LISTED ENTRIES:
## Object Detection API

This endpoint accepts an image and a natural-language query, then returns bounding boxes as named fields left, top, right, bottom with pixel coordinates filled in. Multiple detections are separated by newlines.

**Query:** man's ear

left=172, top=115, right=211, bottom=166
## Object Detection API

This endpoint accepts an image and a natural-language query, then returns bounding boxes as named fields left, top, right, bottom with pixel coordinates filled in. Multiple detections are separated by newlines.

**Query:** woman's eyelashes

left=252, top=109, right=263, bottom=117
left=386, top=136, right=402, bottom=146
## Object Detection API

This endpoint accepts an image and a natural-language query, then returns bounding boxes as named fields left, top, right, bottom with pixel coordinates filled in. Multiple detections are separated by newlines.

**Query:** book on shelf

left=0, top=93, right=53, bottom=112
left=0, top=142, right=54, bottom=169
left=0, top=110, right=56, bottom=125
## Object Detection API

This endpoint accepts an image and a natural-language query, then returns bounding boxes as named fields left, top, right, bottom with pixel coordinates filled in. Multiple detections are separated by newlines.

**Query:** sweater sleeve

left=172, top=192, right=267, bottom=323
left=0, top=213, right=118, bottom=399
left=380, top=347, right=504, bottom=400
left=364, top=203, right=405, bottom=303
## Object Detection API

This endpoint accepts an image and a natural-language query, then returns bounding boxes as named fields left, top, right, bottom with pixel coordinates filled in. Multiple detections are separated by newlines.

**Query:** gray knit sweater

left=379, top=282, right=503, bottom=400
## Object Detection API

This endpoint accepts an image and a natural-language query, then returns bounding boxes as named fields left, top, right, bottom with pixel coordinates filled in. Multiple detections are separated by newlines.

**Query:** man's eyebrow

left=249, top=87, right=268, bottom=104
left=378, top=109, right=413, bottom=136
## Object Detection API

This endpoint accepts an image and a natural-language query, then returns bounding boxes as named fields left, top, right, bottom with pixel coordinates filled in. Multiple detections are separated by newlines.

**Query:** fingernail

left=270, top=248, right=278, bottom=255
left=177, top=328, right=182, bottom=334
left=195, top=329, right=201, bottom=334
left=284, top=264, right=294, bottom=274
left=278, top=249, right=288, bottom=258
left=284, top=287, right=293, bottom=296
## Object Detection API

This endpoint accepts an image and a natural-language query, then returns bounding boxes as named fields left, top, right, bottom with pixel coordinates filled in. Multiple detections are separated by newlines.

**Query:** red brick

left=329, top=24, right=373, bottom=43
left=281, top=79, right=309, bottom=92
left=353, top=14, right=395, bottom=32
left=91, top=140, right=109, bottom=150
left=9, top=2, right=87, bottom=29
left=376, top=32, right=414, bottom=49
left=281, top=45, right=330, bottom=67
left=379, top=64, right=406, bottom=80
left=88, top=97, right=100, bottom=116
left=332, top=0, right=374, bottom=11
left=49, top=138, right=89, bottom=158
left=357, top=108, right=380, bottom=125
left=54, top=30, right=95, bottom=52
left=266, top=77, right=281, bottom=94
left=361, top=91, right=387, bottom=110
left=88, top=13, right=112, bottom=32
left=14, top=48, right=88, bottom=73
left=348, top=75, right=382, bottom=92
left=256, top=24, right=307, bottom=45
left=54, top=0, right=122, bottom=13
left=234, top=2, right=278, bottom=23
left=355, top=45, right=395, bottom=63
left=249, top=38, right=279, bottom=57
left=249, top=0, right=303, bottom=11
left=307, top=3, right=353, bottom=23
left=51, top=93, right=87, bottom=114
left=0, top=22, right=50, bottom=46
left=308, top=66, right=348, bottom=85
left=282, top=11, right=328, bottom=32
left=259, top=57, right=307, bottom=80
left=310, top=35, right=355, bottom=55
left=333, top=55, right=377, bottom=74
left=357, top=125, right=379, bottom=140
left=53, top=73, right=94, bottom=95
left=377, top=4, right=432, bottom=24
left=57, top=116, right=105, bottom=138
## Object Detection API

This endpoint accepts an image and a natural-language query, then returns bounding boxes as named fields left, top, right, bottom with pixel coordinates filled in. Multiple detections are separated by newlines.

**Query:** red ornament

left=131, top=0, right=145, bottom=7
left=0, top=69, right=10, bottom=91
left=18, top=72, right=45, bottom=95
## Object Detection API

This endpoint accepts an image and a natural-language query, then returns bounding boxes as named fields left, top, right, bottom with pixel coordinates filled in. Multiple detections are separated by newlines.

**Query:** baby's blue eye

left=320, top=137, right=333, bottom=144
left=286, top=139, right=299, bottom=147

...

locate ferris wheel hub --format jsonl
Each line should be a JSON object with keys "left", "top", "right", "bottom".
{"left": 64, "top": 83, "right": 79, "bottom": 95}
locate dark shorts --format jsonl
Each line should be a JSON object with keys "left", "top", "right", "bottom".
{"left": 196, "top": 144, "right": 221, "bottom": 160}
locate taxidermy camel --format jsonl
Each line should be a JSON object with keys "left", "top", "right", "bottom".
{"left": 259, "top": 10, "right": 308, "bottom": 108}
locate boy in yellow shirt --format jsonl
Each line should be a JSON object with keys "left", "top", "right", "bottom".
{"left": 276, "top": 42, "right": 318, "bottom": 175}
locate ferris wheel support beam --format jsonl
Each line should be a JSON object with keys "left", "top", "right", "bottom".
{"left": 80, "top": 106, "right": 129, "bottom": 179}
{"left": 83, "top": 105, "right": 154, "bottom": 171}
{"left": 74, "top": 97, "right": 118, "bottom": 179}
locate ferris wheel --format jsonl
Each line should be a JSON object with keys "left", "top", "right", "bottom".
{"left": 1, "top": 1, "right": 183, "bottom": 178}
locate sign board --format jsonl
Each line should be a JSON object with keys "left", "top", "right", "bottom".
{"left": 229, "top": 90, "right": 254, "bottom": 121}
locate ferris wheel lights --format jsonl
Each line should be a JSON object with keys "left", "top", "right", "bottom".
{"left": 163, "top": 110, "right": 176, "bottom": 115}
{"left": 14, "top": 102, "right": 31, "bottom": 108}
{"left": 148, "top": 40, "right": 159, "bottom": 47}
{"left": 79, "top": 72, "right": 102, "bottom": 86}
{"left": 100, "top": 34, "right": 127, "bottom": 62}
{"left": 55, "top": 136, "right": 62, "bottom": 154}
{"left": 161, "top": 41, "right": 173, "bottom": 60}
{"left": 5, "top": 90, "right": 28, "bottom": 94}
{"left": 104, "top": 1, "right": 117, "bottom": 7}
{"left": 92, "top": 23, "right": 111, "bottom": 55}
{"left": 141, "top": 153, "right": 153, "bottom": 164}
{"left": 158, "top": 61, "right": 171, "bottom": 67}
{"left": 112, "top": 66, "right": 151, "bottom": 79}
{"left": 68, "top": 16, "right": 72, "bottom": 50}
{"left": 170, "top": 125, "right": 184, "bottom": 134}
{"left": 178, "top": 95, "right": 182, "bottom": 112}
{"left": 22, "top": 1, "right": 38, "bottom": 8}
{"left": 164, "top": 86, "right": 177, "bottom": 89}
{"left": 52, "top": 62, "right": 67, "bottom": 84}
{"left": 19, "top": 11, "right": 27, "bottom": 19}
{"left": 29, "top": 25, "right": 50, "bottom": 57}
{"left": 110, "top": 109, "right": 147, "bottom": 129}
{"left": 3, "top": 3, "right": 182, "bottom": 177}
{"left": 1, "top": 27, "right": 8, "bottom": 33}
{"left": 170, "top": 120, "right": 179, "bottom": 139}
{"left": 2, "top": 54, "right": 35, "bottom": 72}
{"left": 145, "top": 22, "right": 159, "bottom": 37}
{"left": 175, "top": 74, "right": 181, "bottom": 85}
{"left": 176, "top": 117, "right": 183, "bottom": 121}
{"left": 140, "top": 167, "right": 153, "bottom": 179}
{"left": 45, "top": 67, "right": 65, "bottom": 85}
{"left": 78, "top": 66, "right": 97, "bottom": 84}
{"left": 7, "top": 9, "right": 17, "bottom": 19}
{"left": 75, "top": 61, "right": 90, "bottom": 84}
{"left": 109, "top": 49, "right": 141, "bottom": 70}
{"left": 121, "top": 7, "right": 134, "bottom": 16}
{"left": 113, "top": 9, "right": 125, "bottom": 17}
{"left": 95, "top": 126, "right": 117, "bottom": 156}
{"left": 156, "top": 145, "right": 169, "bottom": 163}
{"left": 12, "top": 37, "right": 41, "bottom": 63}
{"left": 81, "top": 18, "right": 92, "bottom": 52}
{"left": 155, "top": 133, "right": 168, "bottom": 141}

DIRECTIONS FOR THIS TASK:
Count how many lines above hold the word "ferris", then reply with that number alone.

FINAL ANSWER:
4